- TEXTAUSZUG:
Dennoch wäre eine deutliche Verringerung der gesellschaftlichen Gesamtarbeitszeit ein entscheidender Beitrag zur direkten CO2-Einsparung und damit zum Klimaschutz. Allerdings wird in der öffentlichen Debatte zum Klimawandel darüber kaum geredet. Stattdessen reden wir über individuelle Verantwortung und Lebensstile. Die gängigen Themen sind Fragen nach dem individuellen CO2-Fußabdruck, also Konsum, Mobilität & Energieverbrauch. Warum spielt die Sphäre der Erwerbsarbeit und das Thema Arbeitszeitverkürzung Deiner Meinung nach keine Rolle?

Das ist eine Frage, die mich auch schon seit längerem umtreibt. Etwas polemisch könnte man wohl sagen: Moralisieren ist billig und tut insbesondere der Kapitalseite nicht weh. Ein paar ökologisch Bewegte, die – selbst häufig auf einem Niveau weitgehender materieller Sättigung angelangt – anderen predigen, sie müssten aus ökologischen Gründen dringend den Gürtel enger schnallen, sind doch in gewisser Weise auch irgendwie erfrischend. Immerhin kann man ihnen Bioprodukte (oft zu völlig überteuerten Preisen) verkaufen und sie fordern auch nichts wirklich Schmerzhaftes wie Regulation oder so. Auf der anderen Seite darf man auf mehr Verständnis und vielleicht sogar Spendengelder aus der Industrie hoffen, wenn man statt Bagger zu besetzen, die hundertste Kampagne für einen ethischeren Konsum auflegt. Statt an Machtfragen zu rühren, droht so die Debatte um Nachhaltigkeit ganz zu einem Kampf um die Herzen der Konsumenten zu verkommen. Wenn man aber über das Verhältnis von kollektiven Arbeitszeitverkürzungen und Emissionen spricht, dann geht es auf einmal um mehr, nämlich letztlich um die Frage, wofür wir wieviel arbeiten wollen und wie wir unsere Wirtschaft in einem empathischen Sinne rational gestalten können.

- BEREITGESTELLTE DATEN:
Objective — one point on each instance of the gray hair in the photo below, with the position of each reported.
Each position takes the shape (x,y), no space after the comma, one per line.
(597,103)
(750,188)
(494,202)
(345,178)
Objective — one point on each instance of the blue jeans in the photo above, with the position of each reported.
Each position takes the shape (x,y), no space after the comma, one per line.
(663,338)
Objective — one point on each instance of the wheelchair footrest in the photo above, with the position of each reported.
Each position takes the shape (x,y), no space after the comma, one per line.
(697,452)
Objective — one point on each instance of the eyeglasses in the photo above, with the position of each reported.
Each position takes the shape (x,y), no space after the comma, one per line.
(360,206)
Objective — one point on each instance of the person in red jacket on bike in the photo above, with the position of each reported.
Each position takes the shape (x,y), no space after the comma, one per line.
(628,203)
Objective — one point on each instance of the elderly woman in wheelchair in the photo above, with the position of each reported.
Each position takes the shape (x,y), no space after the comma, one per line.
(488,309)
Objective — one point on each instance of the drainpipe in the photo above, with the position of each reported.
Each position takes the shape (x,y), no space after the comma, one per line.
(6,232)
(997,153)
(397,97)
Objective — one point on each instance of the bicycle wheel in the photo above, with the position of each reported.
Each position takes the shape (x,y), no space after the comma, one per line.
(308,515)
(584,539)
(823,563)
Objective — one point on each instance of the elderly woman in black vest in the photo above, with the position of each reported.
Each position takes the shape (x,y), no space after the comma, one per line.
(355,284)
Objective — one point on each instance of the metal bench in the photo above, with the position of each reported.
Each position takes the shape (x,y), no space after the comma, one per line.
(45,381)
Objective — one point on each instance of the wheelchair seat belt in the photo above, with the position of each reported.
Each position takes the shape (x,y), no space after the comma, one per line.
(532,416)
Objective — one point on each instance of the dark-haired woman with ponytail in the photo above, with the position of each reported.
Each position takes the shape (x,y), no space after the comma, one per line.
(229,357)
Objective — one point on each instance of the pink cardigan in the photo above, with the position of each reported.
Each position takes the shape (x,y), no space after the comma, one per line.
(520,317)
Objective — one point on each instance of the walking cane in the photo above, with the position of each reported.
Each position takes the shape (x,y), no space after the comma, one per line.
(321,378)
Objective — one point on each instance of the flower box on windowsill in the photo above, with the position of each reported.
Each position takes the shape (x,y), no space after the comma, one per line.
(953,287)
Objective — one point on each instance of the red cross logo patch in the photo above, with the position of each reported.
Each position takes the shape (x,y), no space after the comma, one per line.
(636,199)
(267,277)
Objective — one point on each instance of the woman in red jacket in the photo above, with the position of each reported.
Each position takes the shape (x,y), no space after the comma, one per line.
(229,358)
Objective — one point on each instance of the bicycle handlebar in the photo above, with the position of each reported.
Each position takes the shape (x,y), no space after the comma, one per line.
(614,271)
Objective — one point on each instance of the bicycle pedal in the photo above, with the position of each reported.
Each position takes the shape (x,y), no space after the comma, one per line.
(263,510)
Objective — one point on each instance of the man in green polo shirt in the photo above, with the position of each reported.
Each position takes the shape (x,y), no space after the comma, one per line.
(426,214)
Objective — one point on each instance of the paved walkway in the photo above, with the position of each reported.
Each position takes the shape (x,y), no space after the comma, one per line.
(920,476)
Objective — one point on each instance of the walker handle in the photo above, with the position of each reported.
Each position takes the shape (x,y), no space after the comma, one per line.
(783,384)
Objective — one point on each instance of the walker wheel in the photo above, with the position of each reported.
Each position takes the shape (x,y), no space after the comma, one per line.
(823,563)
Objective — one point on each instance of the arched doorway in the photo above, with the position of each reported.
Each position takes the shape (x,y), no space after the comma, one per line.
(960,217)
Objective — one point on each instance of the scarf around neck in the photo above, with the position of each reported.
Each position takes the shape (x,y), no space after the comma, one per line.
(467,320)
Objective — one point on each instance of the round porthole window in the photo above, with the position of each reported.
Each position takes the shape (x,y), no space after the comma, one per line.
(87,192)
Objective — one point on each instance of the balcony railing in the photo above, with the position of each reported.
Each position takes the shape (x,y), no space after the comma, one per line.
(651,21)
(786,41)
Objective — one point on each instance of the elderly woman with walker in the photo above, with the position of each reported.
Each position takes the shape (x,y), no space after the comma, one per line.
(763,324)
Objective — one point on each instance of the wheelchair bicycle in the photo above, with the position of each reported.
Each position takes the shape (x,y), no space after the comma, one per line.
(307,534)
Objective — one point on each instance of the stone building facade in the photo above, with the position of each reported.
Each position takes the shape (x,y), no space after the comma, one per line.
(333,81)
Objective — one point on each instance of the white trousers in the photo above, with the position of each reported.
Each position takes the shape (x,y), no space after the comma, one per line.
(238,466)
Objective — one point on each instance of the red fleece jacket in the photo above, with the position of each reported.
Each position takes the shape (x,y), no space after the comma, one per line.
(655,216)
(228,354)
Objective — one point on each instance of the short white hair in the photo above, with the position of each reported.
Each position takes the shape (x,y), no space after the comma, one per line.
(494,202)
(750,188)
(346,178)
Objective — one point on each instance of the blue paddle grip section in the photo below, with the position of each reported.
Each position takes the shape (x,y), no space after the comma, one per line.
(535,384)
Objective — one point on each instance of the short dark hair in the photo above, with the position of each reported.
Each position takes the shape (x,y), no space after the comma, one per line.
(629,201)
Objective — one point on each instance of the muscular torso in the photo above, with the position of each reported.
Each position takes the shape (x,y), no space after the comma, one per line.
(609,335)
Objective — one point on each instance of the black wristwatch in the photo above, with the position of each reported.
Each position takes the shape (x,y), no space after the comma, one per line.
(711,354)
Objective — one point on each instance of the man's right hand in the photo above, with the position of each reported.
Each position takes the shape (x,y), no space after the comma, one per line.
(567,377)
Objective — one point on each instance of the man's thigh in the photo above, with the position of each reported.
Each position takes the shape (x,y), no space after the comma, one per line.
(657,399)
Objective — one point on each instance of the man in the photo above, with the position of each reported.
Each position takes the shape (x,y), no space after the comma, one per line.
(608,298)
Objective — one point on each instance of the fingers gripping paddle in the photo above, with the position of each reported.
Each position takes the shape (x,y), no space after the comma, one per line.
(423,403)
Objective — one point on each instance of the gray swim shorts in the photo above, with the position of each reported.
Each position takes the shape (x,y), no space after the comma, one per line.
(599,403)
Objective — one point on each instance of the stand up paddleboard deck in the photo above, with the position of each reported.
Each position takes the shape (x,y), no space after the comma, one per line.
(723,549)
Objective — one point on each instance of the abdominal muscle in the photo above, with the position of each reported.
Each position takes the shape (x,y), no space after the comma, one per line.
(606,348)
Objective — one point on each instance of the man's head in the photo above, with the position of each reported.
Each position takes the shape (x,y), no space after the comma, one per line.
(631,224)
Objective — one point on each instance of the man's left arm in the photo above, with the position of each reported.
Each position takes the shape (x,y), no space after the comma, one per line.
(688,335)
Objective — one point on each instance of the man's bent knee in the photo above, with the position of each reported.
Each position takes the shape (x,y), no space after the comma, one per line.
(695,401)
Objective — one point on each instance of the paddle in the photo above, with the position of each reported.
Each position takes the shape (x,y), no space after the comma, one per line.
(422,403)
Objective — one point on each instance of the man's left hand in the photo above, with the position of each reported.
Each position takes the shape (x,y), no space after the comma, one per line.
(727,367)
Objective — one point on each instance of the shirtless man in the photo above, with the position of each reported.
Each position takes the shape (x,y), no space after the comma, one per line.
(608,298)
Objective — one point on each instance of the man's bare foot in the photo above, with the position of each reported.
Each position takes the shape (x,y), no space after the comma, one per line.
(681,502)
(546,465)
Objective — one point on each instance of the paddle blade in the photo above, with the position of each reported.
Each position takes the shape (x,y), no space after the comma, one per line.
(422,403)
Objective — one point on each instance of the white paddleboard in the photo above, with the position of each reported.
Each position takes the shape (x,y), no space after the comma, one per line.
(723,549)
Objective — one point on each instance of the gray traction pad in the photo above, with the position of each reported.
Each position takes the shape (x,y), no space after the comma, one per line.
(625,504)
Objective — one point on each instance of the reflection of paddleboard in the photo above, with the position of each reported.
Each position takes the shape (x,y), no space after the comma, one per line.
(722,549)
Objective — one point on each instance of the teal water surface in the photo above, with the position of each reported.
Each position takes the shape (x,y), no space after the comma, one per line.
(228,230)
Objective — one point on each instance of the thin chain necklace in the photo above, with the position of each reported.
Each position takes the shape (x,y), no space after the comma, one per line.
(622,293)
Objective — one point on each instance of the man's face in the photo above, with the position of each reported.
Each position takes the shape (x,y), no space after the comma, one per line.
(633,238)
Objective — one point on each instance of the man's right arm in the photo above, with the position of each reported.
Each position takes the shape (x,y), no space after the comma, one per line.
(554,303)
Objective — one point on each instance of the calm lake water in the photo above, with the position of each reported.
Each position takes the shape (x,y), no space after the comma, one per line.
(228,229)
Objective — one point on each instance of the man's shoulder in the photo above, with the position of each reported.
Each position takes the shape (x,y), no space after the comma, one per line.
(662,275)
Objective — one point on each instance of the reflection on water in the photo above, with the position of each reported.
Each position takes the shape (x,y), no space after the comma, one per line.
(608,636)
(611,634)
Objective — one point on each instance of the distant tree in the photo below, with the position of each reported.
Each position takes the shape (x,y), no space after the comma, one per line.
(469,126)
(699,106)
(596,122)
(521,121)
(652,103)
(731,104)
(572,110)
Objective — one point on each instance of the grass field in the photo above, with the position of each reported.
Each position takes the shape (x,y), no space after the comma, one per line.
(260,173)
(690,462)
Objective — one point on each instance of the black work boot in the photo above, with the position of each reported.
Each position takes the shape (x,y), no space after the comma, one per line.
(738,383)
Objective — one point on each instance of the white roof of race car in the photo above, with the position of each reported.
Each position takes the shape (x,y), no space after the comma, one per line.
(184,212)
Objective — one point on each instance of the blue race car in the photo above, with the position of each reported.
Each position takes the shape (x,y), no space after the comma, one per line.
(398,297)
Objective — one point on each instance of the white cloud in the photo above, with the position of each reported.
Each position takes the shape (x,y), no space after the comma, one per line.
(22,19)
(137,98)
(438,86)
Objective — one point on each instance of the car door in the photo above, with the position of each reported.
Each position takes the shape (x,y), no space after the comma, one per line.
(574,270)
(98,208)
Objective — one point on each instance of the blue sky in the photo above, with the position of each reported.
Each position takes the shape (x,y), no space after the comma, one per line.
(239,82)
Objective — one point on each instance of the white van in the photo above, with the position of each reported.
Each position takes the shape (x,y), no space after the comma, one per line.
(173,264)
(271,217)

- AUFGABEN:
a) Gib den Textauszug von „Dennoch wäre eine“ bis einschließlich „nach keine Rolle?“ erneut wieder und setze dabei „Lebensweisen“ an die Stelle von „Lebensstile“.
b) Übersetze diesen Satz aus dem Textauszug ins Englische: „Stattdessen reden wir über individuelle Verantwortung und Lebensstile.“
c) Beantworte anhand des Textauszugs diese Fragen:
(i) Welche gängigen Themen der Klimadebatte werden genannt?
(ii) Was kann man den ökologisch Bewegten laut Text verkaufen?
(iii) Worauf darf man aus der Industrie hoffen, wenn man eine Kampagne für ethischeren Konsum auflegt, statt Bagger zu besetzen?

- ANTWORTEN:
a)
Dennoch wäre eine deutliche Verringerung der gesellschaftlichen Gesamtarbeitszeit ein entscheidender Beitrag zur direkten CO2-Einsparung und damit zum Klimaschutz. Allerdings wird in der öffentlichen Debatte zum Klimawandel darüber kaum geredet. Stattdessen reden wir über individuelle Verantwortung und Lebensweisen. Die gängigen Themen sind Fragen nach dem individuellen CO2-Fußabdruck, also Konsum, Mobilität & Energieverbrauch. Warum spielt die Sphäre der Erwerbsarbeit und das Thema Arbeitszeitverkürzung Deiner Meinung nach keine Rolle?

b) Instead, we talk about individual responsibility and lifestyles.

c)
(i) Fragen nach dem individuellen CO2-Fußabdruck, also Konsum, Mobilität & Energieverbrauch
(ii) Bioprodukte, oft zu völlig überteuerten Preisen
(iii) Auf mehr Verständnis und vielleicht sogar Spendengelder